▸ WHAT TO DO
Scan the lines below and report each one containing "jacket" by copying it.

▸ SUPPLIED RECORDS
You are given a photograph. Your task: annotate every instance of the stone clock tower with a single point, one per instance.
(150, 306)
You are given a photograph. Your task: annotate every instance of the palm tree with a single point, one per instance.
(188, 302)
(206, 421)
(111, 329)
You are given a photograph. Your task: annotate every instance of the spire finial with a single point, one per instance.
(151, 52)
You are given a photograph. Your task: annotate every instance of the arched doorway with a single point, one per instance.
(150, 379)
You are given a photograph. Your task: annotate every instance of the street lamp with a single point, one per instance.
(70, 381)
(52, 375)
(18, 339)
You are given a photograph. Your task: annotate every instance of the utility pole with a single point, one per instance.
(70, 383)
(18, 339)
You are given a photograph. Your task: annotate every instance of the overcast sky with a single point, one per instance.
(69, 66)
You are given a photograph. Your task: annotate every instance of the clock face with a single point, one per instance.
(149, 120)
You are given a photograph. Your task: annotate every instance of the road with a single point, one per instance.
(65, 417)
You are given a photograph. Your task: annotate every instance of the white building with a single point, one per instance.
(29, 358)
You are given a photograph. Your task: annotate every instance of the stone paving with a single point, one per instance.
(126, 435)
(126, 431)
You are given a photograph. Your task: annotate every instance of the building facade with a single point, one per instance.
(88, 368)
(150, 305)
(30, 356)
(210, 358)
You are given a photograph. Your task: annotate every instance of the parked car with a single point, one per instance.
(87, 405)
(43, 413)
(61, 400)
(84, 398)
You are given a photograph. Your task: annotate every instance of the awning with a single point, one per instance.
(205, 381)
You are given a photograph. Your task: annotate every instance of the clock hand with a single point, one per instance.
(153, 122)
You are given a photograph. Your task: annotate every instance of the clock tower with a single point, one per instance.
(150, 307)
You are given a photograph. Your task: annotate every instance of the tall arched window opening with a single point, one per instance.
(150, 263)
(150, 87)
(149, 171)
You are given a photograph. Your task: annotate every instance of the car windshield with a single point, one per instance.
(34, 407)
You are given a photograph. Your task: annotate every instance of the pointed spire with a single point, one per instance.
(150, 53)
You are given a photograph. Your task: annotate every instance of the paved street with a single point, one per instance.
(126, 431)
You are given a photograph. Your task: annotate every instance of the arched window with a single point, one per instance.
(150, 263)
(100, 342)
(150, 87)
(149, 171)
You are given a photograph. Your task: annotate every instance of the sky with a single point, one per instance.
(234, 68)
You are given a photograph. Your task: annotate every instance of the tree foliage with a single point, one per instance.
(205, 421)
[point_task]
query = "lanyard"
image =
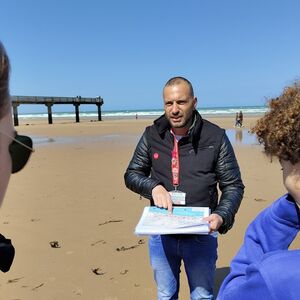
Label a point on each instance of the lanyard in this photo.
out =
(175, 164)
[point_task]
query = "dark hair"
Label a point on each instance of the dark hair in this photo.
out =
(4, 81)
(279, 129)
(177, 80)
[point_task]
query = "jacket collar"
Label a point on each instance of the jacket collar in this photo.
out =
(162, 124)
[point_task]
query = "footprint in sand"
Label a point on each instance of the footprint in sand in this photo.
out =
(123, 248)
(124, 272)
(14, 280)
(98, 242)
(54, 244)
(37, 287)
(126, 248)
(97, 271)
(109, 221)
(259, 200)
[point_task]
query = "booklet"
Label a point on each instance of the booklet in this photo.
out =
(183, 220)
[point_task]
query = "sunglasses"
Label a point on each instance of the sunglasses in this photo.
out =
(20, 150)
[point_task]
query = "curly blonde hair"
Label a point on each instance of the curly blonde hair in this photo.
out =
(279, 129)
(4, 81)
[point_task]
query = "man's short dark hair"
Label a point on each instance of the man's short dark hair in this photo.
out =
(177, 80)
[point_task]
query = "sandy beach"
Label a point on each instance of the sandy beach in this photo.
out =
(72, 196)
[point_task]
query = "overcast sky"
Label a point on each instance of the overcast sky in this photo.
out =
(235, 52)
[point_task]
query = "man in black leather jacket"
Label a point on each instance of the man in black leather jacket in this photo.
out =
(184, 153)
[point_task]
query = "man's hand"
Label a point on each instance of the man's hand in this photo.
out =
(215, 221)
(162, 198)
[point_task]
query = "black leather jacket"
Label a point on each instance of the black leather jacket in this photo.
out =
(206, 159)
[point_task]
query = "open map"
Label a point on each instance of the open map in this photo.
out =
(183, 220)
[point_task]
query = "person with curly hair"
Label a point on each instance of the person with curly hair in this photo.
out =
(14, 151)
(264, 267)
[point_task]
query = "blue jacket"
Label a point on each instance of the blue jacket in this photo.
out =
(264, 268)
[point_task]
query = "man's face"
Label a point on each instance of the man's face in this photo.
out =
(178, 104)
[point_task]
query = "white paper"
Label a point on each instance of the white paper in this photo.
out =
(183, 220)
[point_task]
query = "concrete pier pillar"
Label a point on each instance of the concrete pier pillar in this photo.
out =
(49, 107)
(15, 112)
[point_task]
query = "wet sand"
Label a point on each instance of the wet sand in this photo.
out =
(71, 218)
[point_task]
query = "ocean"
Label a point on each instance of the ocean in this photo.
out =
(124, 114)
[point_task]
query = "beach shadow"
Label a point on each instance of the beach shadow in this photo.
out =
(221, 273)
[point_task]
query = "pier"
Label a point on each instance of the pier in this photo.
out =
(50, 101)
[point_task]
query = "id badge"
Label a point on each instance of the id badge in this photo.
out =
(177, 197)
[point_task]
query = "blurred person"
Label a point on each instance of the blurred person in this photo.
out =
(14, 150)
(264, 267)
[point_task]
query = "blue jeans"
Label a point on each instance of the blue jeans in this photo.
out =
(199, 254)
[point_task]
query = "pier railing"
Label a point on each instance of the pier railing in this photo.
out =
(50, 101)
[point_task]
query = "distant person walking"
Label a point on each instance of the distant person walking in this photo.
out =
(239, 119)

* * *

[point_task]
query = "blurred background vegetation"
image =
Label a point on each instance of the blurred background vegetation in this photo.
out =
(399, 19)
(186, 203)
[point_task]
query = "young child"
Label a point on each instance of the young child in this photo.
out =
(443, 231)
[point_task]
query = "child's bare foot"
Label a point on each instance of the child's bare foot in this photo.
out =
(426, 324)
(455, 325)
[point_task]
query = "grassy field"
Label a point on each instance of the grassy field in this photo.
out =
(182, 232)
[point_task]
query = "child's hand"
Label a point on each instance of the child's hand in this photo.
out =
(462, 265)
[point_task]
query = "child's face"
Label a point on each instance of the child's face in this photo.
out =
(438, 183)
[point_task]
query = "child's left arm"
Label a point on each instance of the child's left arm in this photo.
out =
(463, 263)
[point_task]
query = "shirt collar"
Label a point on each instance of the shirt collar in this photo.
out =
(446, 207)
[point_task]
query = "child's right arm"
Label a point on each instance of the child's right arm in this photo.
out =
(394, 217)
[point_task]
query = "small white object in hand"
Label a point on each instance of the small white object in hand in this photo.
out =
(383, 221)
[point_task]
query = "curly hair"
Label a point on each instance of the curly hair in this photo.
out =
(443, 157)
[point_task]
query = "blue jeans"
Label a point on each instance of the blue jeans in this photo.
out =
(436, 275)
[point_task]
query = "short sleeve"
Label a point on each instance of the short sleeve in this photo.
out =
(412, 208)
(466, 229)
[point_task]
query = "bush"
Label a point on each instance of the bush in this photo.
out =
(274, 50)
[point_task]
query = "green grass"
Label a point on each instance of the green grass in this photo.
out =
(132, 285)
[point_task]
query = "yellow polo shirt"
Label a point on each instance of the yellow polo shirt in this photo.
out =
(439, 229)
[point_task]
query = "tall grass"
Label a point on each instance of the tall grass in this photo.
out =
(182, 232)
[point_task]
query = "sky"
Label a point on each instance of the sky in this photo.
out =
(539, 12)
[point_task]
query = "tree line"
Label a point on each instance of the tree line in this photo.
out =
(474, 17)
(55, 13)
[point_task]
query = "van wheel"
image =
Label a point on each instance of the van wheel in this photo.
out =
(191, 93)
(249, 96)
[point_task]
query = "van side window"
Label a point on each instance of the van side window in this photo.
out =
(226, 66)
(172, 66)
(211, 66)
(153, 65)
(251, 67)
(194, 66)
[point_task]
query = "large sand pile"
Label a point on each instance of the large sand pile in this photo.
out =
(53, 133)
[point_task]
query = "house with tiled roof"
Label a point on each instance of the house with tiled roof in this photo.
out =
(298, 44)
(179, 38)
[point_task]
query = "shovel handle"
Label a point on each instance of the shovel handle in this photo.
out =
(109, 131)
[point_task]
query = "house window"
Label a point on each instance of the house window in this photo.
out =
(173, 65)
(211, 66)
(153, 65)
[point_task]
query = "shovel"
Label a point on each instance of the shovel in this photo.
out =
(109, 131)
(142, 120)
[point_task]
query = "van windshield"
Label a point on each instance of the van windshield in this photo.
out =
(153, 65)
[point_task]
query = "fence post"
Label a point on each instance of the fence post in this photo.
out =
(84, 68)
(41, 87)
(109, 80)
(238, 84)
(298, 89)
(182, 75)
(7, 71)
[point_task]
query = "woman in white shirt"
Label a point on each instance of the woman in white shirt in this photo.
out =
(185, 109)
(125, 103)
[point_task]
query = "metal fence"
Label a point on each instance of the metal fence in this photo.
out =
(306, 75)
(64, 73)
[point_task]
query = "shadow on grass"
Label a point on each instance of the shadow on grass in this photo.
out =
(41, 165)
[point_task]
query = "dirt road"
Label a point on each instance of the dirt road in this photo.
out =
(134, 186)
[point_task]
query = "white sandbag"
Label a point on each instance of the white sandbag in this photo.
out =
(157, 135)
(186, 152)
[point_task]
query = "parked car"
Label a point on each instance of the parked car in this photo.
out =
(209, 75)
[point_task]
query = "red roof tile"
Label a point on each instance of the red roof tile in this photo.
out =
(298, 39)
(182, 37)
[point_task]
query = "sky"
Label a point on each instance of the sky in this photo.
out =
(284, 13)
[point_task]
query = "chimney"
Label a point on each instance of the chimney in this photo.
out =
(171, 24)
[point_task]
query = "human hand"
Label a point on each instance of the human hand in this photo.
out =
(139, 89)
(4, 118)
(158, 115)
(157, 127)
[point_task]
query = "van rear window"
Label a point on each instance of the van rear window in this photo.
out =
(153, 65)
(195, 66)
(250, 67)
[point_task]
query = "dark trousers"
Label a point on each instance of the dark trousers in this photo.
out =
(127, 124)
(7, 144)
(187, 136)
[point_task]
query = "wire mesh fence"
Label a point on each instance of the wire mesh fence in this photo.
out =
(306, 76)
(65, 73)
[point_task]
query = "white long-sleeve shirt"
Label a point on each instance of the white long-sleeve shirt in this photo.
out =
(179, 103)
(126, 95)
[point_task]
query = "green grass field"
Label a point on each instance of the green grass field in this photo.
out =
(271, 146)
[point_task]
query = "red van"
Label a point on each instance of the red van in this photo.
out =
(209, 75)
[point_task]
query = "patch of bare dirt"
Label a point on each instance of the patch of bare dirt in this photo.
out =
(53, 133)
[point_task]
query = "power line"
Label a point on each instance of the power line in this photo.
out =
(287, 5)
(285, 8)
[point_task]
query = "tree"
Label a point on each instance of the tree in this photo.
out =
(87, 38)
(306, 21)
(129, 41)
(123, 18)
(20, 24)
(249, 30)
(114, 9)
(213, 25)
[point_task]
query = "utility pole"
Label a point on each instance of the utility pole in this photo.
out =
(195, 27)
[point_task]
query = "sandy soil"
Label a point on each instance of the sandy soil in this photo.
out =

▸ OUTPUT OF THE EXERCISE
query = "jacket collar"
Label a point on each instance of the jacket collar in this photo.
query = "man in black leather jacket"
Label a point on each instance of the man in black leather jacket in this photo.
query = "black leather jacket"
Label a point on each instance of the black leather jacket in this photo.
query = "blue jacket"
Label a point on each instance of the blue jacket in this photo.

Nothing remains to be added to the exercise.